# Stinking Luck!



## dwndrgn (Oct 11, 2004)

I've just found out that one of my favorite authors will be close (about an hour away) this month at a charitable sci/fi/horror convention and I can't go.  I wish I hadn't heard about it  

http://www.stonehill.org/necmain.htm


----------



## Brian G Turner (Oct 12, 2004)

Why can't you go?? Get your hubby to do whatever you are supposed to be doing!!


----------



## dwndrgn (Oct 12, 2004)

I said:
			
		

> Why can't you go?? Get your hubby to do whatever you are supposed to be doing!!


I would if I could!  No, I just can't afford it at the moment.


----------



## Princess Ivy (Oct 12, 2004)

God I know that feeling and really feel for you DD. honeslty, i hate having no money!!!


----------



## dwndrgn (Oct 12, 2004)

Well, normally I'd be able to work at saving the dough for something special like this but I only found out about the thing yesterday - so I don't have enough time.  I'll just have to start saving for next year.  I think I heard somewhere that this is Robinson's 'pet' con and he probably shows up more often than not so I could be in luck next year.


----------



## Brian G Turner (Oct 12, 2004)

How much is it?? How many extra hours would you have to put in?


----------

Exercise instructions — Reproduce word for word the stretch of the convention thread from "Well, normally I'd" through "have to put in?".

Dataset extract —
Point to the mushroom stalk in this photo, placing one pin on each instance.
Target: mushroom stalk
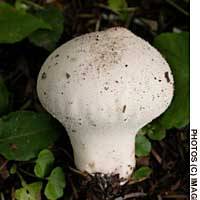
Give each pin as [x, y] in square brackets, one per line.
[103, 87]
[109, 150]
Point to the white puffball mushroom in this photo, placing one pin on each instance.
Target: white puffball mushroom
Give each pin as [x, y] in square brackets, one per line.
[104, 87]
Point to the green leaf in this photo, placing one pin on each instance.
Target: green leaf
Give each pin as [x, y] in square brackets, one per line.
[4, 98]
[175, 48]
[16, 24]
[56, 184]
[142, 145]
[44, 163]
[49, 38]
[23, 134]
[155, 131]
[142, 173]
[117, 5]
[29, 192]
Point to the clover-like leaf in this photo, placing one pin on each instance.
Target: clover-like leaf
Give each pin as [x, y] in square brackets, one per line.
[24, 133]
[4, 98]
[29, 192]
[56, 184]
[142, 145]
[175, 48]
[155, 131]
[44, 163]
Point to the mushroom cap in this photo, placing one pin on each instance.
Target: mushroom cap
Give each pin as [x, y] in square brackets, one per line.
[105, 82]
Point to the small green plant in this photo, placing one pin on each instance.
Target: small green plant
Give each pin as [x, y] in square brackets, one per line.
[52, 180]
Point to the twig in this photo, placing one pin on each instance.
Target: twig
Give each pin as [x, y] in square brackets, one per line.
[175, 196]
[134, 195]
[159, 197]
[78, 172]
[2, 196]
[156, 156]
[3, 165]
[74, 189]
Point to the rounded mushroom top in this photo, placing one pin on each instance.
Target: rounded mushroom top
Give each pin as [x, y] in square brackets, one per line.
[109, 78]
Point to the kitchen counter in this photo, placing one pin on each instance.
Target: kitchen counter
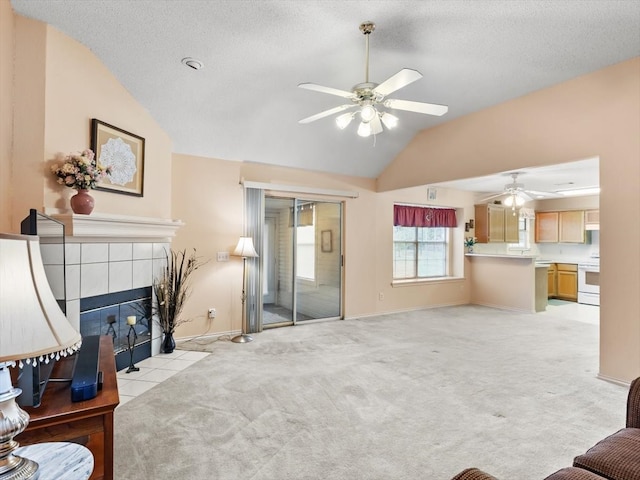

Solution —
Well, normally I'd be able to work at saving the dough for something special like this but I only found out about the thing yesterday - so I don't have enough time.  I'll just have to start saving for next year.  I think I heard somewhere that this is Robinson's 'pet' con and he probably shows up more often than not so I could be in luck next year.


----------



## Brian G Turner (Oct 12, 2004)

How much is it?? How many extra hours would you have to put in?